**** Dataset ****

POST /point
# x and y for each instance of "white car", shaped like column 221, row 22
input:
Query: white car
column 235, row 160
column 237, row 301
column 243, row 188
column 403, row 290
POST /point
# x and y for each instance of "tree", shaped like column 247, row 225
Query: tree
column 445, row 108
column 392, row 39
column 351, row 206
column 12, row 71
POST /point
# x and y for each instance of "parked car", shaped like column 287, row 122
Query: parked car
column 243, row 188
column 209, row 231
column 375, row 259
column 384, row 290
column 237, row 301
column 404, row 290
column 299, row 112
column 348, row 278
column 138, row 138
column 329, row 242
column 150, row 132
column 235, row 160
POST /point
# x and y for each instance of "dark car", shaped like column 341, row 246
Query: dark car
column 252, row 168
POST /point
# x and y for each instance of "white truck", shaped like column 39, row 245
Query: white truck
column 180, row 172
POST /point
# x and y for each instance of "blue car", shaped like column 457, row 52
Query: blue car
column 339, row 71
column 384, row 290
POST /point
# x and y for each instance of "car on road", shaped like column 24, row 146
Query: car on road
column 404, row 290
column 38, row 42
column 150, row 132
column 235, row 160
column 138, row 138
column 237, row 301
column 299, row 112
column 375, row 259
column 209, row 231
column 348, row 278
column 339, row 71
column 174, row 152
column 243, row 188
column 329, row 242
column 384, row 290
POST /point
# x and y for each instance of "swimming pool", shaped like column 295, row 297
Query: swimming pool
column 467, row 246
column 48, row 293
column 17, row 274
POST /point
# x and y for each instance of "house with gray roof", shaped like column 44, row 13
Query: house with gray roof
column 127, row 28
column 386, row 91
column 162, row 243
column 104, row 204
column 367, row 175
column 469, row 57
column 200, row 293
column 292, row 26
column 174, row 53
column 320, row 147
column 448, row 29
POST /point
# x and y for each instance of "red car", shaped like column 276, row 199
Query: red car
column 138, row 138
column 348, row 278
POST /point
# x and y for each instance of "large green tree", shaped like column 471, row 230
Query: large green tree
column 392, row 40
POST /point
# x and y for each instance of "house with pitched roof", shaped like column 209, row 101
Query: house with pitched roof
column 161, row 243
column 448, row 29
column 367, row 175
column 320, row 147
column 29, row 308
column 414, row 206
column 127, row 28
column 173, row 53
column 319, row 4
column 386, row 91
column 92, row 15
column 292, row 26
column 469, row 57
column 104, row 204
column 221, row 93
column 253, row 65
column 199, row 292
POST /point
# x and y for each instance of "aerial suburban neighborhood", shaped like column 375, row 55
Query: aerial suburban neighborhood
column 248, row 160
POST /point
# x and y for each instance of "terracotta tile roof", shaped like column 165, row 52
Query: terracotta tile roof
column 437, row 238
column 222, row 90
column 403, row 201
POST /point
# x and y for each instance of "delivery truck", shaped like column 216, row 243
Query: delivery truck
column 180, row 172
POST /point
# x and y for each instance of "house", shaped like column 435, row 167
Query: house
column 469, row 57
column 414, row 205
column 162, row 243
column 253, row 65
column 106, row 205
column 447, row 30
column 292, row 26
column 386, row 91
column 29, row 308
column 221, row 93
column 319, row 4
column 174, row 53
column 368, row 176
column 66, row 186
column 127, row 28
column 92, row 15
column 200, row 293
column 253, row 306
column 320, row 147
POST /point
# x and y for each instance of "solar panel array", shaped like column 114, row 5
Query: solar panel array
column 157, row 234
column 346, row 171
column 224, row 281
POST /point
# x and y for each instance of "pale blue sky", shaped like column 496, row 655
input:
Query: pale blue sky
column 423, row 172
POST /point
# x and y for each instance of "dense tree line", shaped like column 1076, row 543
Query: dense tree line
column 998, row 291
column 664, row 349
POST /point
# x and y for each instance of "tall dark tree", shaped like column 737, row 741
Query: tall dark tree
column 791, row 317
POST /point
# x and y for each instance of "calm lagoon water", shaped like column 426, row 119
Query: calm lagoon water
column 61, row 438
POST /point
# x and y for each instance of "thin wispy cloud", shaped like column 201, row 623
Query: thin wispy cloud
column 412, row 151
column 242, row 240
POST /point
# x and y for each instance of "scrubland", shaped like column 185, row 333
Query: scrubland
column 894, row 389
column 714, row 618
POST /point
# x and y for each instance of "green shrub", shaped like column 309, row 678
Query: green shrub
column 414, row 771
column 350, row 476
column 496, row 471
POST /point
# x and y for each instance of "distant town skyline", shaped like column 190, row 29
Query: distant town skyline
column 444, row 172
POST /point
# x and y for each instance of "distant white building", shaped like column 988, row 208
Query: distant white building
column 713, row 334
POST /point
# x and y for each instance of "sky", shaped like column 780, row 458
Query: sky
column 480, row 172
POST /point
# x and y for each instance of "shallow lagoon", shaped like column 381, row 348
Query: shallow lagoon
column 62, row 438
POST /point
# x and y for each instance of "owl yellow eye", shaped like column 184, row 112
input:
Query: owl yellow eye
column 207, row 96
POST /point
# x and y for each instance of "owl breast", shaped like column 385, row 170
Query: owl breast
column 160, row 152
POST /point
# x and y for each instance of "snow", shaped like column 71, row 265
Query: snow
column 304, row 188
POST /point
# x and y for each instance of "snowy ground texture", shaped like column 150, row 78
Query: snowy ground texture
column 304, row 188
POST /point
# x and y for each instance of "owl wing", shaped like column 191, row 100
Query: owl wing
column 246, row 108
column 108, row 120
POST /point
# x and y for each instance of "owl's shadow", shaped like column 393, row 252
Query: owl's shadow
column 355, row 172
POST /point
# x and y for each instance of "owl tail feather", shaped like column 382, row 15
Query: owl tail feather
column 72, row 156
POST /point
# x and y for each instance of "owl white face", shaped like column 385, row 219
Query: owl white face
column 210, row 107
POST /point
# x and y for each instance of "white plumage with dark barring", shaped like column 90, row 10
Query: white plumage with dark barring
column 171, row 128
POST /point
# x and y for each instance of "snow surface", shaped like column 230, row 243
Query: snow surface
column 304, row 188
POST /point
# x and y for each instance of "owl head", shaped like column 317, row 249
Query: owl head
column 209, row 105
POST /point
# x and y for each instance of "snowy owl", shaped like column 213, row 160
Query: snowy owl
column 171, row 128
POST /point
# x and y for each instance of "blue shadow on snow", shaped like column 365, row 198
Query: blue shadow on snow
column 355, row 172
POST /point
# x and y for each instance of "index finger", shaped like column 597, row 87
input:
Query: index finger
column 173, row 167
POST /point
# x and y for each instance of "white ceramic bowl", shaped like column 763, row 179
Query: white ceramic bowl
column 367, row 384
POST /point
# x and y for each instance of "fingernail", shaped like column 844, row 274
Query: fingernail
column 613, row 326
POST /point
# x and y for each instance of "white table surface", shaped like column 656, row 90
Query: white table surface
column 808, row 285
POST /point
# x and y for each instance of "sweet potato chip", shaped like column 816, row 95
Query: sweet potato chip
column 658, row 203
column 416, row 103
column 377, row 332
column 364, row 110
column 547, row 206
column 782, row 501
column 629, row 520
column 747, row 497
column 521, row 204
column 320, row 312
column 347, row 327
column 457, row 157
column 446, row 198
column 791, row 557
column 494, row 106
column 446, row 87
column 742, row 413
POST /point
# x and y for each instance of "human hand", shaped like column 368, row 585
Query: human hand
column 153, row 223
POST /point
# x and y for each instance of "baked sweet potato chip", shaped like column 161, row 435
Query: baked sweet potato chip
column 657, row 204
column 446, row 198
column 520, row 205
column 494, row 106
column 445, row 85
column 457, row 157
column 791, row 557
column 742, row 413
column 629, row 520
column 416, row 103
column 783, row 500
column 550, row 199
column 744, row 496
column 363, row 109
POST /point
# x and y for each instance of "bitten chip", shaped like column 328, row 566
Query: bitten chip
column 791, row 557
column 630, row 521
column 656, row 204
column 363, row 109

****

# [Exercise requirements]
Show each line of the rows above that contains the string "index", matching case exactly.

# [Output of the task]
# x and y for each instance of "index finger", shaped like column 597, row 87
Query: index finger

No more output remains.